───── SUPPLIED RECORDS ─────

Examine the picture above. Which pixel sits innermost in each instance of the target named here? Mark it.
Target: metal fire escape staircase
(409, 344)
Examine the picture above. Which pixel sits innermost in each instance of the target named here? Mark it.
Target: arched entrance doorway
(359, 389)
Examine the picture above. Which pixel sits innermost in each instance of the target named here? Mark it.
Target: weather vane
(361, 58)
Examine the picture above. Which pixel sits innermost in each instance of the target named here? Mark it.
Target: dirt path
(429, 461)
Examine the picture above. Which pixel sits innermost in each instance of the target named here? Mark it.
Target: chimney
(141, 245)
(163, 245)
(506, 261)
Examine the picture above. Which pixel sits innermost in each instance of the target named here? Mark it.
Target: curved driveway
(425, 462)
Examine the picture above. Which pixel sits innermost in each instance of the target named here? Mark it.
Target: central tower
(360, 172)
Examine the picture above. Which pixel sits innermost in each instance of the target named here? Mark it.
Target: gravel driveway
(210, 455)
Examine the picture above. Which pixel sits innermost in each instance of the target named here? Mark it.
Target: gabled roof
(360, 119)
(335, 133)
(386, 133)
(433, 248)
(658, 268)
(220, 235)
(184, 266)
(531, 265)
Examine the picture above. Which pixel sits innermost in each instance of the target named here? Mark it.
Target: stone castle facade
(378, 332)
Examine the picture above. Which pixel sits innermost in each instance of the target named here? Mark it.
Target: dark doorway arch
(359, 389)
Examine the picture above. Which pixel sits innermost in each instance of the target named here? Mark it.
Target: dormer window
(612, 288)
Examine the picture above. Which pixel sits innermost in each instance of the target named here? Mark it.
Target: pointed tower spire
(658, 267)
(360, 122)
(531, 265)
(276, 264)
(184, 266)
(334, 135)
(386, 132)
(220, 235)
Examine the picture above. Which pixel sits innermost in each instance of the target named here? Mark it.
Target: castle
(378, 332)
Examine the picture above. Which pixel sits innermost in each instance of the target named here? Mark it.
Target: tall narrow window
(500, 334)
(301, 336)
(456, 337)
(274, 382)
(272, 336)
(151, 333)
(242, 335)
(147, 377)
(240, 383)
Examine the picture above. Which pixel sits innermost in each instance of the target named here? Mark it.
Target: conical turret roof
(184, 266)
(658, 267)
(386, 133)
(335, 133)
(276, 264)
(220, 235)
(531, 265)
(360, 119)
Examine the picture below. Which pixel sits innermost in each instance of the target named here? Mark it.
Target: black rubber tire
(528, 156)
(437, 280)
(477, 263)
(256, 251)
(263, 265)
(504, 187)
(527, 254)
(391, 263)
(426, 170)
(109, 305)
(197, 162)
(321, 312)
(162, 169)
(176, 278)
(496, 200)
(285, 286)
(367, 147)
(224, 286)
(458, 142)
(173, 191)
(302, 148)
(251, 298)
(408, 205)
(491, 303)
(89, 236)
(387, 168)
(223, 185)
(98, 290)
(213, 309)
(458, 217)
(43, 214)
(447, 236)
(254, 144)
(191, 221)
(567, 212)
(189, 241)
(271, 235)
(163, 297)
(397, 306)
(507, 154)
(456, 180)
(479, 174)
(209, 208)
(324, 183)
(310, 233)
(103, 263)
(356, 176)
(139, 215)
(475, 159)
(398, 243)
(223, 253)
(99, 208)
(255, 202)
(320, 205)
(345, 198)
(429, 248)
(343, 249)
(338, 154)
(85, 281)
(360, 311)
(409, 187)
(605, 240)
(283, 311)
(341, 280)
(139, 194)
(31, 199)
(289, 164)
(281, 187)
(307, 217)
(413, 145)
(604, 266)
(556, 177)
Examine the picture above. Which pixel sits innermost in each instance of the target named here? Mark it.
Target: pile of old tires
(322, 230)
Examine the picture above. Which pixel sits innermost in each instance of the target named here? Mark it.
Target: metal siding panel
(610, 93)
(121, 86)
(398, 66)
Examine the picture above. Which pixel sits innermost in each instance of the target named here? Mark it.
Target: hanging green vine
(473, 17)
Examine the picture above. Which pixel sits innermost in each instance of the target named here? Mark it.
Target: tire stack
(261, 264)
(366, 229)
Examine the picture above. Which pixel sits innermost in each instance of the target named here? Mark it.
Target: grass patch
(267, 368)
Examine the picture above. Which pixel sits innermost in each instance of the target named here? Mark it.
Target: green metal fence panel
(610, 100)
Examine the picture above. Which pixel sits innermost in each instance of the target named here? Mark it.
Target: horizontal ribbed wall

─────

**TASK REQUIREMENTS:** In the records above, find each line that contains the string "doorway" and report every such line in full.

**WRITTEN ANSWER:**
Target: arched entrance doorway
Target: dark doorway arch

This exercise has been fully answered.